• _Extrait choisi_
┌──

La seconde main envisagée par la communication et le marketing

Fort de cette évolution, il semblerait que le marché de la seconde main s’approprie de plus en plus Noël. En effet, à l’approche des fêtes, les produits d’occasion gagnent le champ communicationnel, médiatique et marketing. Plusieurs entreprises ont décidé d’axer leur stratégie de communication autour de cette thématique. Que ce soit Leboncoin, Kiabi ou encore Décathlon, elles ont toutes choisi de s’adapter à une demande, désireuse de changer de politique de consommation. Il n’y a qu’à voir sur les bords de Seine, l’affiche publicitaire de Zalando, présentée par l’agence Kolle Rebbe qui a choisi Camille Lellouche comme égérie de cette campagne Zalando seconde main en toute simplicité”. S’agit-il d’une réelle position de la marque ou simplement d’un coup de com’ ? Ce choix stratégique peut traduire une forme de greenwashing autant qu’une évolution de l’état d’esprit global de la société. Quoi qu’il en soit, cela répond nécessairement à une nouvelle demande exprimée par les consommateurs sinon il n’y aurait aucun intérêt marketing. 

Le marché de la seconde main est investi par de nouvelles entreprises issues de différents secteurs et non plus seulement de la mode, désireuses de proposer de nouvelles offres à leurs clients.

└──

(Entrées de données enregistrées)

┌──

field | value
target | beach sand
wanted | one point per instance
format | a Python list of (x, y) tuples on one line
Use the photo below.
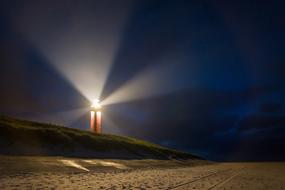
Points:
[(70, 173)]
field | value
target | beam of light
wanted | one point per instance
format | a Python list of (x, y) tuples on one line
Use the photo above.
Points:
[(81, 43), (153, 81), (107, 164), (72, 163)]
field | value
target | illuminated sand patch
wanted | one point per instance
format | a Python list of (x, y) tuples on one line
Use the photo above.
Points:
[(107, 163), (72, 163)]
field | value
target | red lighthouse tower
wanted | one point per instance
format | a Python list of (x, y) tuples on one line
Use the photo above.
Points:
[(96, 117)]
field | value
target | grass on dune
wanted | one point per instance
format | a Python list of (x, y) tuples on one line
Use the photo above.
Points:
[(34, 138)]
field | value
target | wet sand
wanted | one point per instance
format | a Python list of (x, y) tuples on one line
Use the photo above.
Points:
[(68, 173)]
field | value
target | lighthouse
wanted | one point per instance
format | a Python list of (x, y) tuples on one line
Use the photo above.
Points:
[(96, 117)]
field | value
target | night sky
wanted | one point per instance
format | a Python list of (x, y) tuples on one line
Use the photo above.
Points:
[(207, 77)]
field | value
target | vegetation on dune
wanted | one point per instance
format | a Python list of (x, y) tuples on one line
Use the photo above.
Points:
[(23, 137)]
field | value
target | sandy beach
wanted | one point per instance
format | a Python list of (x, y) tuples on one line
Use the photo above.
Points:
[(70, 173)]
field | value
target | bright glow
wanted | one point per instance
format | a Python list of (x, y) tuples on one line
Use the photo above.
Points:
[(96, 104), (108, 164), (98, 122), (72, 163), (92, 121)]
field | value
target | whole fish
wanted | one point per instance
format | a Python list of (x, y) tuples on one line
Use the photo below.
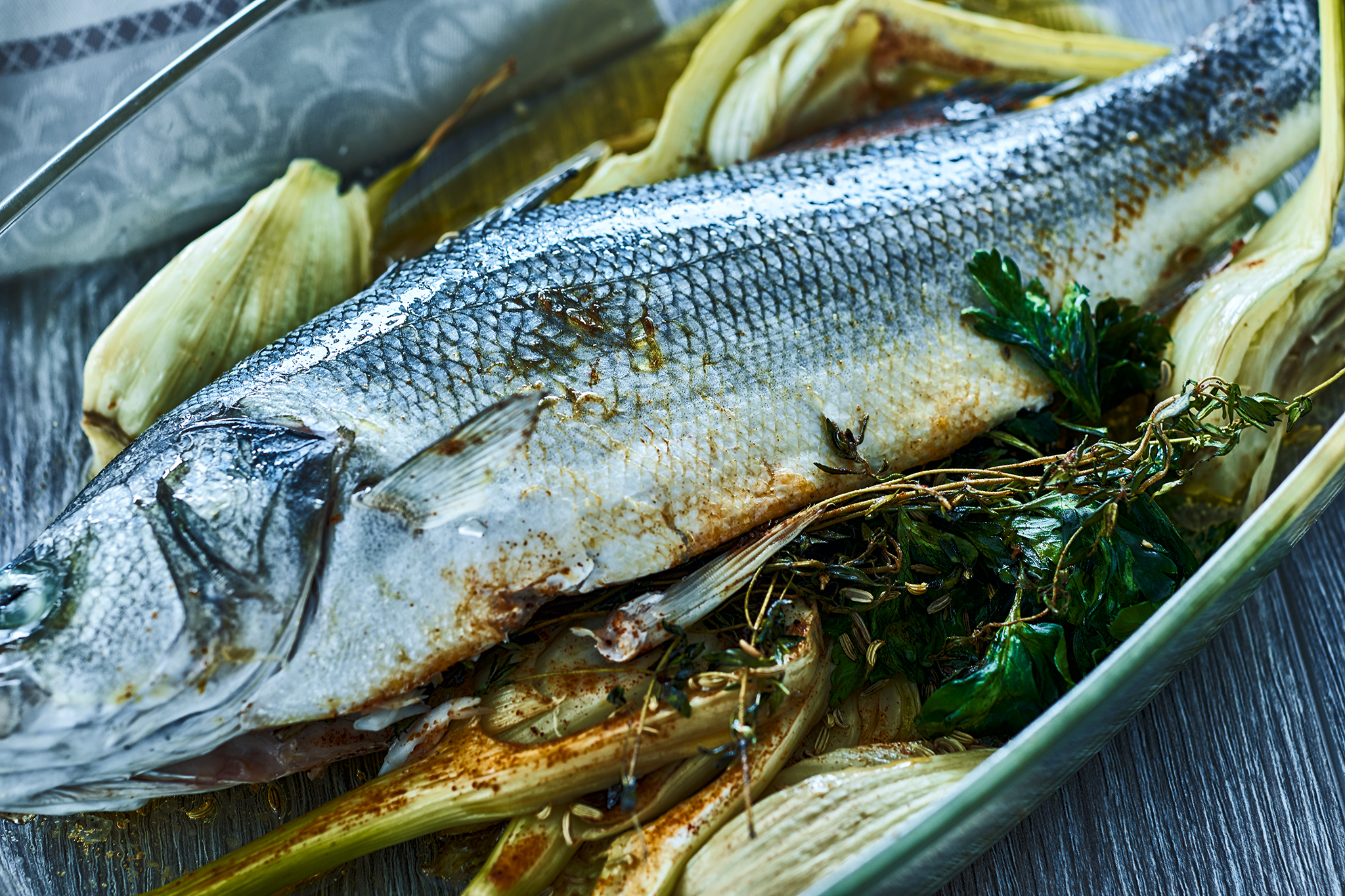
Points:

└──

• _Travail à faire_
A: Veuillez recopier l'extrait sur la seconde main, en commençant à « Le marché de la seconde main est » et en terminant à « à leurs clients. ».
B: D'après l'extrait sur la seconde main, qui l'agence Kolle Rebbe a-t-elle choisi comme égérie de la campagne Zalando ?

• _Corrigé de l'exercice_
A:
Le marché de la seconde main est investi par de nouvelles entreprises issues de différents secteurs et non plus seulement de la mode, désireuses de proposer de nouvelles offres à leurs clients.

B: Camille Lellouche.